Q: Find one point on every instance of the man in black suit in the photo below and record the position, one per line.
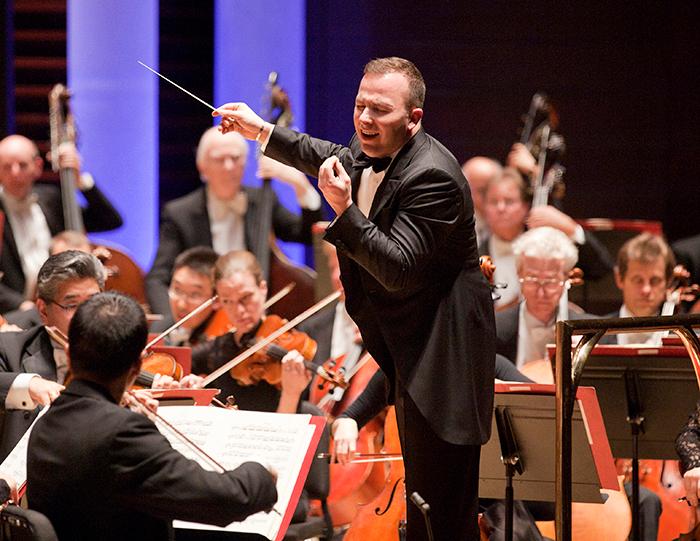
(32, 213)
(409, 266)
(223, 214)
(32, 366)
(101, 471)
(643, 274)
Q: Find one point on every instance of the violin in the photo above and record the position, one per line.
(262, 342)
(266, 363)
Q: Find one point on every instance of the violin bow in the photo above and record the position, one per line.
(206, 304)
(269, 338)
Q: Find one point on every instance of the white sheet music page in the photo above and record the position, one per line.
(15, 465)
(232, 437)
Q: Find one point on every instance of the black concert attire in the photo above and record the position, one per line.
(100, 471)
(185, 223)
(98, 215)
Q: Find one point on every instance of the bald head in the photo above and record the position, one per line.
(479, 172)
(20, 165)
(221, 160)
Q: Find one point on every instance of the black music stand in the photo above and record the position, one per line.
(524, 422)
(645, 401)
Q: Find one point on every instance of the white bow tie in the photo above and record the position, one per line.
(238, 205)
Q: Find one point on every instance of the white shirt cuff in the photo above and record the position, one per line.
(310, 199)
(265, 139)
(18, 396)
(579, 237)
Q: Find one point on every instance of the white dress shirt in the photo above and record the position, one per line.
(32, 236)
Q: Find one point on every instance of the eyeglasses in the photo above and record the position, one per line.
(548, 285)
(66, 307)
(193, 298)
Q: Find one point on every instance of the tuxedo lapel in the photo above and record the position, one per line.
(392, 178)
(9, 238)
(39, 357)
(199, 221)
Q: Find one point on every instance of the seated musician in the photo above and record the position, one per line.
(191, 285)
(643, 274)
(223, 214)
(242, 293)
(34, 212)
(544, 257)
(688, 450)
(508, 213)
(32, 365)
(101, 471)
(60, 242)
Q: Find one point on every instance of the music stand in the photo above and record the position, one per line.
(529, 432)
(646, 396)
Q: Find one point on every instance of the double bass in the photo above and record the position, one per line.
(277, 269)
(123, 274)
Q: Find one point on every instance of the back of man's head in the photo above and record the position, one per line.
(106, 335)
(64, 266)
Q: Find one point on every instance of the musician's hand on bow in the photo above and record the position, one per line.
(345, 433)
(43, 391)
(690, 482)
(334, 183)
(191, 381)
(295, 378)
(242, 119)
(549, 216)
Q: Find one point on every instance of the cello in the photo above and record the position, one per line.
(276, 268)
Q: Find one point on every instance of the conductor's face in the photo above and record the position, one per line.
(383, 121)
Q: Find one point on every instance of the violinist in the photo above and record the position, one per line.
(242, 293)
(32, 365)
(34, 212)
(223, 214)
(192, 284)
(643, 274)
(100, 471)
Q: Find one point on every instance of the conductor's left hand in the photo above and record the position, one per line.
(242, 119)
(334, 184)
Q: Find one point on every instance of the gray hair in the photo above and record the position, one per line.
(213, 132)
(546, 243)
(68, 265)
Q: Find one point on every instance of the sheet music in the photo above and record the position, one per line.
(234, 437)
(15, 465)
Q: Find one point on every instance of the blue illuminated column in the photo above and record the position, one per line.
(251, 39)
(115, 102)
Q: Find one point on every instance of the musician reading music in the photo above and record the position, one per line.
(101, 471)
(223, 214)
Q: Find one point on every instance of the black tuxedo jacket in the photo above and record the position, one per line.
(412, 279)
(99, 471)
(98, 215)
(184, 223)
(28, 351)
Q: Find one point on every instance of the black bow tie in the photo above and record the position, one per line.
(378, 164)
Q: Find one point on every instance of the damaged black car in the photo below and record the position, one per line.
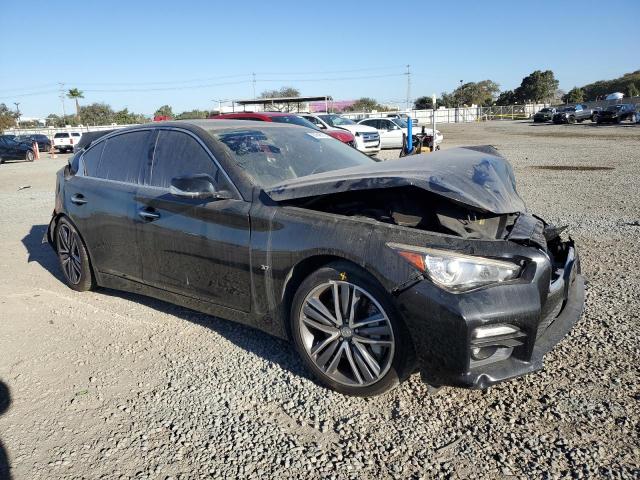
(373, 270)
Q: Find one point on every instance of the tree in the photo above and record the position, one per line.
(125, 117)
(193, 114)
(537, 87)
(508, 97)
(472, 93)
(7, 117)
(96, 114)
(164, 111)
(75, 94)
(575, 95)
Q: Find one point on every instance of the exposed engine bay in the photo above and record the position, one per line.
(415, 208)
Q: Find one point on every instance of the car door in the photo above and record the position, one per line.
(100, 199)
(194, 247)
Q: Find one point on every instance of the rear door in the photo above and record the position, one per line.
(198, 248)
(101, 201)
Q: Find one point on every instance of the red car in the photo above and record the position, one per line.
(280, 117)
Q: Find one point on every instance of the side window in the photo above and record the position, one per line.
(91, 159)
(178, 154)
(124, 157)
(315, 121)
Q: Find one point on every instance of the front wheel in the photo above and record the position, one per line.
(348, 333)
(73, 257)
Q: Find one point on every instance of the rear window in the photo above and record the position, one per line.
(294, 120)
(124, 157)
(91, 159)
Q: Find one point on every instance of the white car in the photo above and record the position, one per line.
(66, 141)
(391, 130)
(367, 138)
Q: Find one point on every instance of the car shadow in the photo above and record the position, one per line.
(41, 253)
(5, 401)
(270, 348)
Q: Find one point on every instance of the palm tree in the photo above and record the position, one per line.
(76, 94)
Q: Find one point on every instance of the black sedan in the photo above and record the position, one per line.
(618, 113)
(44, 144)
(544, 115)
(372, 269)
(12, 149)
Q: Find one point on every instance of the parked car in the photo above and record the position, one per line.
(44, 144)
(544, 115)
(618, 113)
(290, 118)
(12, 149)
(66, 141)
(367, 139)
(372, 269)
(403, 116)
(392, 129)
(576, 113)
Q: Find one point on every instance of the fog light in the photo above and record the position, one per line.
(483, 352)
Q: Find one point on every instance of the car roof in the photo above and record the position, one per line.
(252, 114)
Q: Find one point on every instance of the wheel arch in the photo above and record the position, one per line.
(303, 269)
(52, 234)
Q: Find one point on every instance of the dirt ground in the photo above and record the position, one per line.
(111, 385)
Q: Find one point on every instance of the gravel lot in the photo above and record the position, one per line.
(105, 384)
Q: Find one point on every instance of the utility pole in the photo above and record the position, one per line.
(253, 80)
(64, 114)
(17, 104)
(408, 86)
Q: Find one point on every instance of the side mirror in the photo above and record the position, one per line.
(196, 187)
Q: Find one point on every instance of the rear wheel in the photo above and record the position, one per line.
(347, 332)
(73, 257)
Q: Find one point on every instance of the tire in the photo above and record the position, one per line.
(73, 257)
(341, 355)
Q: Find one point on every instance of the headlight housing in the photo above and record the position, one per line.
(457, 272)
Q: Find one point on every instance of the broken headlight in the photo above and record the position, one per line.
(457, 272)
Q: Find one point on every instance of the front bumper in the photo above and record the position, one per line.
(543, 307)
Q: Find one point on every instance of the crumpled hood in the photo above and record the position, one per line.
(468, 176)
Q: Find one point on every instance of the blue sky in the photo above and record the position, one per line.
(143, 54)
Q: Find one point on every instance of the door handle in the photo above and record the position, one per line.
(78, 199)
(148, 214)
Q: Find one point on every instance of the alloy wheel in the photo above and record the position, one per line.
(346, 333)
(69, 254)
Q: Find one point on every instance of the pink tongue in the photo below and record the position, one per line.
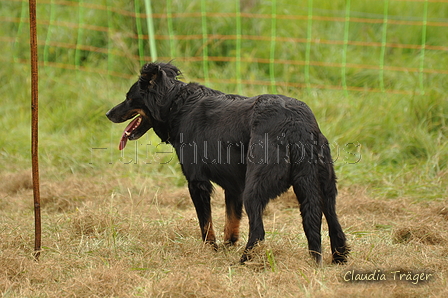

■ ■ ■ ■

Problem description:
Locate every line in the records above that contains the string "tree" and copy each of those lines out in full. Matching is case-sensitive.

Correct answer:
Q: Find one point on every instance of the tree in the photo above and record the position, one per line.
Q: Find one point on every instance of the palm tree in the photo above and record the position, one per line.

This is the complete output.